**ENTRIES PROVIDED:**
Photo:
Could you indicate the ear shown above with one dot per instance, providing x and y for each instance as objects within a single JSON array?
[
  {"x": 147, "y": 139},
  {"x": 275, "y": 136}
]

**PROBLEM TO WORK ON:**
Please output exactly the lines from the one containing "Could you indicate" through the end of the records, both included.

**TASK ANSWER:**
Could you indicate the ear shown above with one dot per instance, providing x and y for each instance as objects within a single JSON array?
[
  {"x": 147, "y": 139},
  {"x": 275, "y": 136}
]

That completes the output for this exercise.